In the records below, reproduce word for word the lines that begin at the line containing "the arched window" and end after the line containing "362, 842, 622, 1211".

** begin **

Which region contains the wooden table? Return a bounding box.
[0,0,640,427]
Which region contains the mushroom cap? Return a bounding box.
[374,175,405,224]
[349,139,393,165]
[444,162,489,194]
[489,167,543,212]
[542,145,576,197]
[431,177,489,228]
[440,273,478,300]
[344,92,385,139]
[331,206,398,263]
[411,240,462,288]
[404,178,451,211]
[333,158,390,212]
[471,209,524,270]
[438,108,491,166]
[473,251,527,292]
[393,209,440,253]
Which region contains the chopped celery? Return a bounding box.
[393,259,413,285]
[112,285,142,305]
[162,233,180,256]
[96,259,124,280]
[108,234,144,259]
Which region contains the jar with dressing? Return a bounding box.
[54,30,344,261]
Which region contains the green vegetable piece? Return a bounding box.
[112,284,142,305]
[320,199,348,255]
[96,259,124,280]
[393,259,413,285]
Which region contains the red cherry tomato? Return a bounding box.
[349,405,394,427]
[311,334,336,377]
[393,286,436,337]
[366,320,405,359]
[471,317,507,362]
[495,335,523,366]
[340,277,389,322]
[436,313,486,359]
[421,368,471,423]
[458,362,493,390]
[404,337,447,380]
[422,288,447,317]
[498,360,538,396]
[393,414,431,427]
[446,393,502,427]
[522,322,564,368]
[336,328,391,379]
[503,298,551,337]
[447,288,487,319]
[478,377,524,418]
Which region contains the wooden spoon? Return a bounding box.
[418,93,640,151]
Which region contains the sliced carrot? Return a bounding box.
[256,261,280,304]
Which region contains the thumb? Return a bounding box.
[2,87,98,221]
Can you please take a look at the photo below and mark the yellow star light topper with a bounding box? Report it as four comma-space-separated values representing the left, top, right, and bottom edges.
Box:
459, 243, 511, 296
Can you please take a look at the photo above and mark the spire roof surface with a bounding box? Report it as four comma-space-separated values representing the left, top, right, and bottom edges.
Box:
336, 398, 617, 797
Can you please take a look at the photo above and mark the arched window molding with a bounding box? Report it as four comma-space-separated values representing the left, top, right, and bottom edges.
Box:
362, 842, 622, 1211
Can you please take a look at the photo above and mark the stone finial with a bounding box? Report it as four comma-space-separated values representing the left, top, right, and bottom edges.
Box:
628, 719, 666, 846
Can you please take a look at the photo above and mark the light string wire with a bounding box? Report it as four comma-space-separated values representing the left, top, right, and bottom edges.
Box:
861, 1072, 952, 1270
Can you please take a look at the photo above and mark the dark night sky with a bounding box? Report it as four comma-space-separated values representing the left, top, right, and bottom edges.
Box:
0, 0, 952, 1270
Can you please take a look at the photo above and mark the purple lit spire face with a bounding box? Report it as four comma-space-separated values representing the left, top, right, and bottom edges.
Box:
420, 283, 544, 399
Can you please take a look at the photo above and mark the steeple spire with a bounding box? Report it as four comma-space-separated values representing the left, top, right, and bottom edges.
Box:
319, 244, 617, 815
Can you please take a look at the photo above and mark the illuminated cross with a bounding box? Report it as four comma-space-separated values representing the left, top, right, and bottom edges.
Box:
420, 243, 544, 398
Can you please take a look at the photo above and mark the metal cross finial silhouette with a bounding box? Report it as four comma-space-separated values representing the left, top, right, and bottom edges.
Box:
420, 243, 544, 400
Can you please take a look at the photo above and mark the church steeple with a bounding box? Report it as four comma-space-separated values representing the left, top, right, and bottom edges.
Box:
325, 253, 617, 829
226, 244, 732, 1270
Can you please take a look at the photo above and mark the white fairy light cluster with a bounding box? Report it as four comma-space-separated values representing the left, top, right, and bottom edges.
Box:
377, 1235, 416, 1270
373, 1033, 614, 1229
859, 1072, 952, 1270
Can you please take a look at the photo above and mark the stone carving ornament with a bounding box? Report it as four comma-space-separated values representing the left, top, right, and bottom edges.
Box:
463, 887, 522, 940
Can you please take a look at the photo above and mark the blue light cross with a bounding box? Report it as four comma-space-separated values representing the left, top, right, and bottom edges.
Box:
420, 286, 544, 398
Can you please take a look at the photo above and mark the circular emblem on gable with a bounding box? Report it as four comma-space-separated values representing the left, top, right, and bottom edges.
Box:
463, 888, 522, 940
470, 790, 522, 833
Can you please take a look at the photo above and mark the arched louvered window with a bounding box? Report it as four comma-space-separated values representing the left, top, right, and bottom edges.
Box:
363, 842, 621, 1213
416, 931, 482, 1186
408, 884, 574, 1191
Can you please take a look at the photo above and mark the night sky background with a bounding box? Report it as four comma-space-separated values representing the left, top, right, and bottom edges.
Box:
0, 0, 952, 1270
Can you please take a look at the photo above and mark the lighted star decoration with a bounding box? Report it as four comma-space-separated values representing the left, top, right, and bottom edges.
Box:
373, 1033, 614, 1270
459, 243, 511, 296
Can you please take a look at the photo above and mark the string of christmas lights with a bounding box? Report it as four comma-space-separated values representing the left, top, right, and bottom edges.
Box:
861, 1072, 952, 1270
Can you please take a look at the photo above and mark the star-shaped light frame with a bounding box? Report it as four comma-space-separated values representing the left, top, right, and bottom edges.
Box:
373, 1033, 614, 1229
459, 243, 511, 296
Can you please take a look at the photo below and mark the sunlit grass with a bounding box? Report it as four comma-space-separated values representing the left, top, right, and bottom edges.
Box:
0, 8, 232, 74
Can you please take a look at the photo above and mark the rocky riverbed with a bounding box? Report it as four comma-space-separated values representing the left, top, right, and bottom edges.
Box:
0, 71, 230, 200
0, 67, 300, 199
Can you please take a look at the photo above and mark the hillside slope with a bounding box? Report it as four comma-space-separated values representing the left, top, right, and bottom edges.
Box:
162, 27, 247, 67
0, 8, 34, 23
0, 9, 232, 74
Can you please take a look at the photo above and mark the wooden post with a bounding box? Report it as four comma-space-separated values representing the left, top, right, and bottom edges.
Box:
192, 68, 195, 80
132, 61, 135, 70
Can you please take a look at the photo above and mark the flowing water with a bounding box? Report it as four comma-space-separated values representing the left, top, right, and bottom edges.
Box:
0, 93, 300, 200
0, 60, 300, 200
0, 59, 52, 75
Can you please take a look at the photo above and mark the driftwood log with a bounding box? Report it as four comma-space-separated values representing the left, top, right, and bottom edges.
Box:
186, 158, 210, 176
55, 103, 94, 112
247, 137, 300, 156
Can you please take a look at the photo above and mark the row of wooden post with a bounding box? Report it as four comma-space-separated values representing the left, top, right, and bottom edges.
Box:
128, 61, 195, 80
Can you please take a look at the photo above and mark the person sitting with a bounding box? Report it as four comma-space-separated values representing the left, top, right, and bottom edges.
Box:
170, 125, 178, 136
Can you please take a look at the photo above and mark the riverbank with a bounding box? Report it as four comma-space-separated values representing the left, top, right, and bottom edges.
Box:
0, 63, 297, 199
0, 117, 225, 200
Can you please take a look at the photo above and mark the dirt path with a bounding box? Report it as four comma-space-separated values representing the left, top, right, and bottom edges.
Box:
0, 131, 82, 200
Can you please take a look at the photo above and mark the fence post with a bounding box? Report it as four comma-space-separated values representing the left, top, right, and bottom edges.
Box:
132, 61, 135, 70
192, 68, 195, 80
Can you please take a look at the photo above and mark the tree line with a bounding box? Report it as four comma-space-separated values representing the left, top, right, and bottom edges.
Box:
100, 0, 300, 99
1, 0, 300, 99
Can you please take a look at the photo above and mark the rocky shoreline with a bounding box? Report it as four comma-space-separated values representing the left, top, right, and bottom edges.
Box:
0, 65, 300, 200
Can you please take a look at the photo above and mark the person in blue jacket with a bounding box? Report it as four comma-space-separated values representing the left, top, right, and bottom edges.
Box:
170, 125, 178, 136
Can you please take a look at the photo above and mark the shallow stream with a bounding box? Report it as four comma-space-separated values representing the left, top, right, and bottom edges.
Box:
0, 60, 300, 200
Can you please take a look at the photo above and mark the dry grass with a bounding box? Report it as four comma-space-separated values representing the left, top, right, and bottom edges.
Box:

** end **

=== WRITTEN REPLY ===
Can you please take a look at the photo above and mark the arched window molding with a bounding box? Report it as four comma-space-separated values representing the left, top, right, and bottom edges.
Box:
362, 842, 622, 1211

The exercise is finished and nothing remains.